So in May 2020 he published a New Yorker essay observing, too optimistically you could say but let’s pretend it’ll work out that way, that the pandemic might well prefigure a world in which citizens will battle catastrophe by taking scientists seriously. And this past August 20 he took a rather more pessimistic tack via a rather less humanistic journalistic bulwark: the London-based, Japanese-owned, centrist-conservative Financial Times. I strongly recommend this superb piece of polemical prose, and for those who shy away from character-deficient 568-page novels it’s certainly better than nothing, though easier to understand if you read The Ministry for the Future first. So let me close my fiction review by summing up the essay. The two are intimately connected.
The Ministry for the Future, the essay reports, was written in 2019, and although in some ways it was quite prophetic, it got one thing seriously wrong: “several important developments—ones I described in my novel as happening in the 2030s—I see now are already well begun. My timeline was completely off; events have accelerated yet again.” Moreover, the adaptation plutocrats in their fortress mansions prescribe as the way poorer people can combat their environmental challenges is quite literally impossible. “Human beings can’t live in conditions above the heat-index number called wet-bulb 35C, a measure of air temperature plus humidity. We didn’t evolve for such conditions and, when they occur, we quickly overheat and die of hypothermia. And in July this year, wet-bulb 35s were briefly reached in Pakistan and the United Arab Emirates.”

- DATASET CONTENT:
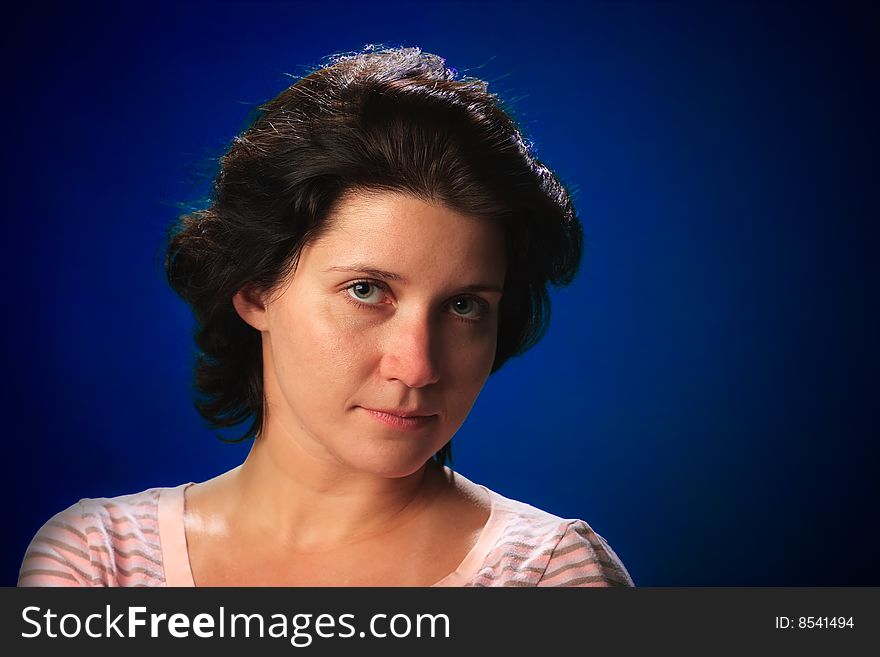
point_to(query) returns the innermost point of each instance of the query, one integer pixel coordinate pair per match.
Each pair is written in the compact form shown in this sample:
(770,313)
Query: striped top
(139,540)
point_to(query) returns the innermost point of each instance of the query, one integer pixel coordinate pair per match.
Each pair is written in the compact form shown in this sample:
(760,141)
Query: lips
(401,413)
(402,419)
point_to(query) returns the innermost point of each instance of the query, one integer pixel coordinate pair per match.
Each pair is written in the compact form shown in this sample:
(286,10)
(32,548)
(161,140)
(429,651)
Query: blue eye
(365,292)
(467,308)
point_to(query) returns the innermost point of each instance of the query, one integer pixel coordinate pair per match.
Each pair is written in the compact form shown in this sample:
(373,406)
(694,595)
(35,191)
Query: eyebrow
(392,276)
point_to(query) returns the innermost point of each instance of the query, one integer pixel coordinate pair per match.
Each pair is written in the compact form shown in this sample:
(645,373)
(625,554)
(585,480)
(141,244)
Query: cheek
(326,347)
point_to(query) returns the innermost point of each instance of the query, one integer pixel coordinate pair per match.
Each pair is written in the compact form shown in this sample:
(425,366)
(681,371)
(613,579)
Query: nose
(410,353)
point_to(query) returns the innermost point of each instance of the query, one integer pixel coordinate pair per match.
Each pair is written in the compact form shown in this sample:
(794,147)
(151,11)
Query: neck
(312,504)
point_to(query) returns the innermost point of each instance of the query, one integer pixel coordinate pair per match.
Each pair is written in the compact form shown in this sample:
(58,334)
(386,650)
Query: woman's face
(377,346)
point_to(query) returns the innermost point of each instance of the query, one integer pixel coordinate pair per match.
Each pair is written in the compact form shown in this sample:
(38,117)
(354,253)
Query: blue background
(706,396)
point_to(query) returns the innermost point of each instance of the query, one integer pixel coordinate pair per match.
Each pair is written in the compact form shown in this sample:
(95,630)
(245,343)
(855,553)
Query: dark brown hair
(393,120)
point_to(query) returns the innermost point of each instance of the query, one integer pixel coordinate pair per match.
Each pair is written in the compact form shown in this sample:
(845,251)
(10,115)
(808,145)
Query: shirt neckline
(175,552)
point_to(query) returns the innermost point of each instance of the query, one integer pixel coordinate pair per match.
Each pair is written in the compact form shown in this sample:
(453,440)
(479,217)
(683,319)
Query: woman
(380,240)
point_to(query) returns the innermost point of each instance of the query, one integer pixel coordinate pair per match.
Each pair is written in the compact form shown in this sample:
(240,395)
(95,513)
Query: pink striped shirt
(139,540)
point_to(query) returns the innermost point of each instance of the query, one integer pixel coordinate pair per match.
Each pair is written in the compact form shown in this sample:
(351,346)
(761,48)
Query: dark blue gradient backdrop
(706,396)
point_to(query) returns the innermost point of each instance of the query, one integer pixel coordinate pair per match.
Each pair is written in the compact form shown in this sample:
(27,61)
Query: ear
(250,307)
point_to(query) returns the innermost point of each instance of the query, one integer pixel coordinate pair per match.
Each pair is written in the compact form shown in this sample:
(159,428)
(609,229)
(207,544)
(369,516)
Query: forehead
(400,232)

- EXERCISE DETAILS: Continue the review of The Ministry for the Future from its last sentence.

- EXPECTED ANSWER:
Speaking generally, Robinson goes on, we already have a structure with which to combat heat death: the 2015 Paris Agreement Trump pulled the U.S. out of and Biden rejoined. But as Robinson goes on to explain, the mechanisms of nationalistic market capitalism render the Agreement’s goals very difficult to achieve, because they’re up against all the nations including our own with serious wealth tied up in carbon-based fuel stockpiles that are worth nothing until they’re extracted from the earth and released into the atmosphere, thus accelerating humanity’s extinction. “So unless we make other arrangements, there will be a fire sale.” Markets aren’t designed to generate healthier alternatives to such a sale; neither, bet on it, are grotesquely energy-inefficient cryptocurrencies. But at least “central banks” are now “investigating” something called “carbon quantitative easing,” a close relative of the novel’s carbon coins. Robinson believes this is a positive sign.
Unfortunately, however, it comes with a major caveat: “It will take far more than carbon quantitative easing to finesse the coming years.” So we should all be grateful to Kim Stanley Robinson for doing his bit. Pleasant dreams. Pass the ambien.